/---
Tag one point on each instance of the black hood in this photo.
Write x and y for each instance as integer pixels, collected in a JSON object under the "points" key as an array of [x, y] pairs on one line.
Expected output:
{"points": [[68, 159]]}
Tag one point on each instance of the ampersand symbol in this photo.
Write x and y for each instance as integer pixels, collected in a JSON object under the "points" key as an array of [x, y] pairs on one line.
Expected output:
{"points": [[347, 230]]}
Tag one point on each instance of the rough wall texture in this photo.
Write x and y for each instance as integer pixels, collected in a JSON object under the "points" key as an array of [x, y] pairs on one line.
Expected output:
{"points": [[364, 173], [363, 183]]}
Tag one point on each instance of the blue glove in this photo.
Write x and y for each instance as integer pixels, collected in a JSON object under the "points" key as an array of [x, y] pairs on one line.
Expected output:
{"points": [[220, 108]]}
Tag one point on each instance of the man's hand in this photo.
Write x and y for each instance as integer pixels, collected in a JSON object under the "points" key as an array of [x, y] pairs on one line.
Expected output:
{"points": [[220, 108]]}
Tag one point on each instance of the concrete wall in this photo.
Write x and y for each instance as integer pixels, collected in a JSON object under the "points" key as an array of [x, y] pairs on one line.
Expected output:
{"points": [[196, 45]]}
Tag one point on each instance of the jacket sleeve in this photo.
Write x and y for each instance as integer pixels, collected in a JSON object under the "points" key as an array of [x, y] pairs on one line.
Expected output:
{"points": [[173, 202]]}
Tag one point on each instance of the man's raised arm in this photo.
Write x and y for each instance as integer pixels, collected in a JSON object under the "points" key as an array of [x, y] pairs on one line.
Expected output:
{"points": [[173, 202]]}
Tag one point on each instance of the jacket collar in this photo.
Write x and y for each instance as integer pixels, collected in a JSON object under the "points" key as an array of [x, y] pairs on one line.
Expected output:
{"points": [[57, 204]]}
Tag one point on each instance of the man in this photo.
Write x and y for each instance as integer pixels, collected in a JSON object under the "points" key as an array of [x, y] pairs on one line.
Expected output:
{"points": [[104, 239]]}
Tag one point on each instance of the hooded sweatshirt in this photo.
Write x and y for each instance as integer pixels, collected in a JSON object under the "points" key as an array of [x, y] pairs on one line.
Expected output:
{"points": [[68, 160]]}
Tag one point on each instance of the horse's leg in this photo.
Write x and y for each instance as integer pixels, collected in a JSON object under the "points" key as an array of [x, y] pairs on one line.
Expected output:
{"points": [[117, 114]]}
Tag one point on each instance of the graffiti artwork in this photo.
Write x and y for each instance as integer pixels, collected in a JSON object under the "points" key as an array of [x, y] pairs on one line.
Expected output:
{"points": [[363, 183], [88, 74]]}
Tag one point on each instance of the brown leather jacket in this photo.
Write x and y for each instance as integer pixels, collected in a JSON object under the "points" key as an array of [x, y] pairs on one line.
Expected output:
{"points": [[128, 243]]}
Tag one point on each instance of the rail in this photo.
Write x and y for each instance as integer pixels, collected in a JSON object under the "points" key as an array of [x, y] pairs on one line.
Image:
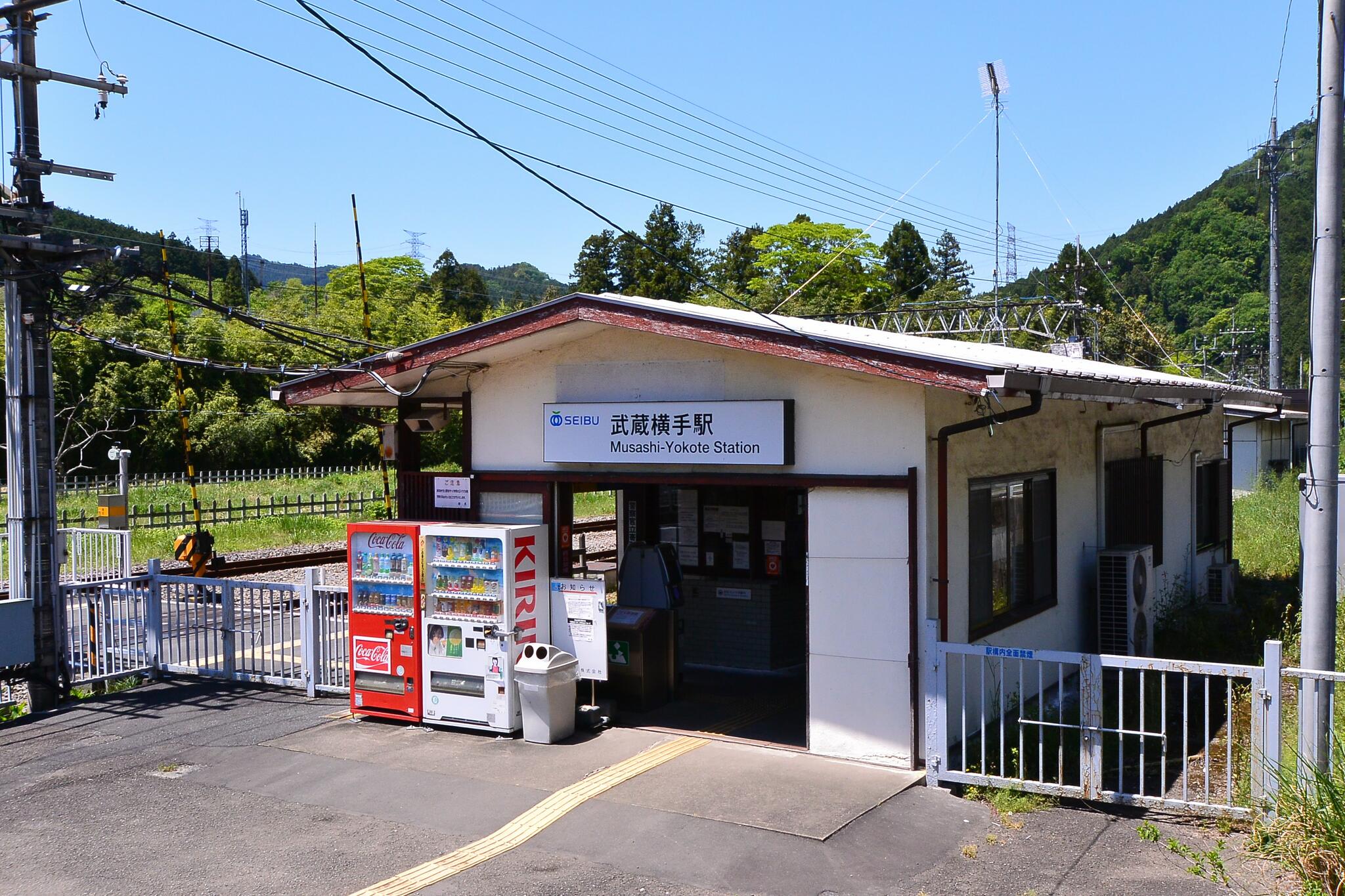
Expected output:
{"points": [[160, 516], [74, 484]]}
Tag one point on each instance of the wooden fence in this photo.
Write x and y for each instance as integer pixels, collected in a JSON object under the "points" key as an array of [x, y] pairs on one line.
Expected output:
{"points": [[159, 516]]}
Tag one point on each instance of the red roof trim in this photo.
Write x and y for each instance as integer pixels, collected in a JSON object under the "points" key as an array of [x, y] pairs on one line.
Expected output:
{"points": [[595, 309]]}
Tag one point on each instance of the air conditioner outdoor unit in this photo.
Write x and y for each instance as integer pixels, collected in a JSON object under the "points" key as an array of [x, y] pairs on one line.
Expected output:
{"points": [[1219, 584], [1126, 601]]}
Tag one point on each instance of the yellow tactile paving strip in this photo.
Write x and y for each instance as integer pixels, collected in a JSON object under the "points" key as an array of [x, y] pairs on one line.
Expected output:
{"points": [[546, 813]]}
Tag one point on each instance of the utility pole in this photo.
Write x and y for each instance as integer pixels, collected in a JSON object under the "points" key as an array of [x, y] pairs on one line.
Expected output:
{"points": [[1320, 505], [210, 242], [33, 267], [1273, 154]]}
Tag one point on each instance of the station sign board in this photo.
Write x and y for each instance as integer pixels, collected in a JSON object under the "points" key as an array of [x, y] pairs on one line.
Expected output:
{"points": [[692, 433]]}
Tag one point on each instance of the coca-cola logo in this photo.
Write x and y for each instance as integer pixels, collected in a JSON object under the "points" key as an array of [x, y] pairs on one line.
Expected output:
{"points": [[373, 654], [387, 542]]}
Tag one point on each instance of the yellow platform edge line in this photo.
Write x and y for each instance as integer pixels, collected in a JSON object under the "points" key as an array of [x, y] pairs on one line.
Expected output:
{"points": [[531, 822], [536, 820]]}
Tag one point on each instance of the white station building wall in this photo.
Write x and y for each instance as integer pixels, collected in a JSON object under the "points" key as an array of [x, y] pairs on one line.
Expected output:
{"points": [[845, 423], [1066, 437]]}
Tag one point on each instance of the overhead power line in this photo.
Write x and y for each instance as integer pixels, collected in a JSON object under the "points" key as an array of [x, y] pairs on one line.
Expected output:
{"points": [[973, 238]]}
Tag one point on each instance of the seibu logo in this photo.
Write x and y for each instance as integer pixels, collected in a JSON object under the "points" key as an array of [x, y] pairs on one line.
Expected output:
{"points": [[525, 591], [373, 654], [387, 542]]}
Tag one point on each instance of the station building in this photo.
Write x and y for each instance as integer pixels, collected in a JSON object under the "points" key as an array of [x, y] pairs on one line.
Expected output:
{"points": [[826, 488]]}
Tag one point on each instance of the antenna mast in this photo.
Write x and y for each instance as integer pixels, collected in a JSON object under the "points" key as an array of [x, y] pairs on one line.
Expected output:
{"points": [[242, 227], [993, 83]]}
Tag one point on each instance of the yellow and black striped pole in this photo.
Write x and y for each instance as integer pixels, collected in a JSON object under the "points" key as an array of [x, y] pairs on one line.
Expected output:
{"points": [[363, 296], [198, 545]]}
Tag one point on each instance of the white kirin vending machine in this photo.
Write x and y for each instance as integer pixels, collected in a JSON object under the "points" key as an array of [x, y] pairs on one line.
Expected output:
{"points": [[486, 595]]}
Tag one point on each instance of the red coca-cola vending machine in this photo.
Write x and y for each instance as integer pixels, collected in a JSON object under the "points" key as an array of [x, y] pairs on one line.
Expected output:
{"points": [[385, 610]]}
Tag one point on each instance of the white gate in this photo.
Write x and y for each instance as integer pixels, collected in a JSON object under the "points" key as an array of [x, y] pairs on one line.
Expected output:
{"points": [[1130, 730]]}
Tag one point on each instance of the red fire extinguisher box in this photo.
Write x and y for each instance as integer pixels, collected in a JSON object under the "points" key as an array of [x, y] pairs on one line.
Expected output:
{"points": [[385, 612]]}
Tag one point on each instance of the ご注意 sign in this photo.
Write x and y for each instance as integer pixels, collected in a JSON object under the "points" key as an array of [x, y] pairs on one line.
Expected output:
{"points": [[454, 492], [731, 433]]}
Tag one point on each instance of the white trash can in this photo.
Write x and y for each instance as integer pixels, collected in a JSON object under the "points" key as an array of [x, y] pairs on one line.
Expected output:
{"points": [[545, 677]]}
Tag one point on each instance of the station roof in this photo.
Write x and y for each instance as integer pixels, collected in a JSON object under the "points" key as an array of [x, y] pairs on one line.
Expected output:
{"points": [[940, 363]]}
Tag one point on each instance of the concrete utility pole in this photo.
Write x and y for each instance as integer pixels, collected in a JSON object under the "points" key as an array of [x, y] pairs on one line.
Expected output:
{"points": [[1320, 486], [32, 269]]}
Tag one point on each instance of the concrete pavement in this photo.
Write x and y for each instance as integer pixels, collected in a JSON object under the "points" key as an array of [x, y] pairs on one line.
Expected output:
{"points": [[211, 788]]}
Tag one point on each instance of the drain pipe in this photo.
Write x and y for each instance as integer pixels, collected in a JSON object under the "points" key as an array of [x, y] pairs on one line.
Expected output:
{"points": [[1164, 421], [954, 429]]}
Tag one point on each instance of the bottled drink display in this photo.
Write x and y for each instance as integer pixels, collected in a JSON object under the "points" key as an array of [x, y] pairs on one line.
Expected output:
{"points": [[464, 575]]}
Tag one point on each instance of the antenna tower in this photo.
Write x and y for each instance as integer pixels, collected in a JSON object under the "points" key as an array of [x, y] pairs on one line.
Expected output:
{"points": [[242, 257], [414, 242], [993, 85]]}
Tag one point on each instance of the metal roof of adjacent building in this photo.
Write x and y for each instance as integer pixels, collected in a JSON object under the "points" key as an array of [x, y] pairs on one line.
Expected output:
{"points": [[940, 363]]}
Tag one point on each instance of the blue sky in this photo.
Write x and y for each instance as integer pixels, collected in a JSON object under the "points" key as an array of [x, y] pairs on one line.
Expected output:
{"points": [[1125, 108]]}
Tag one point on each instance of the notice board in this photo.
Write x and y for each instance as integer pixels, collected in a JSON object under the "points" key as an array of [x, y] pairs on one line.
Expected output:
{"points": [[579, 624]]}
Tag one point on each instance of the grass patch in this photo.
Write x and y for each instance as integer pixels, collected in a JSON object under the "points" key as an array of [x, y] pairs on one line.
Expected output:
\---
_What you are asked to do:_ Reproduce word for word the lines of the records beginning with the line that contains "Tag one point on each instance of the grass" and continuing through the final line of the records, both included.

_Written response:_
Tag one point on each instance of the grass patch in this photo.
Write x and y for each instance as integer pixels, collected in a JSON object under the "points" key as an array of [x, y] pairs on one line.
Expected output:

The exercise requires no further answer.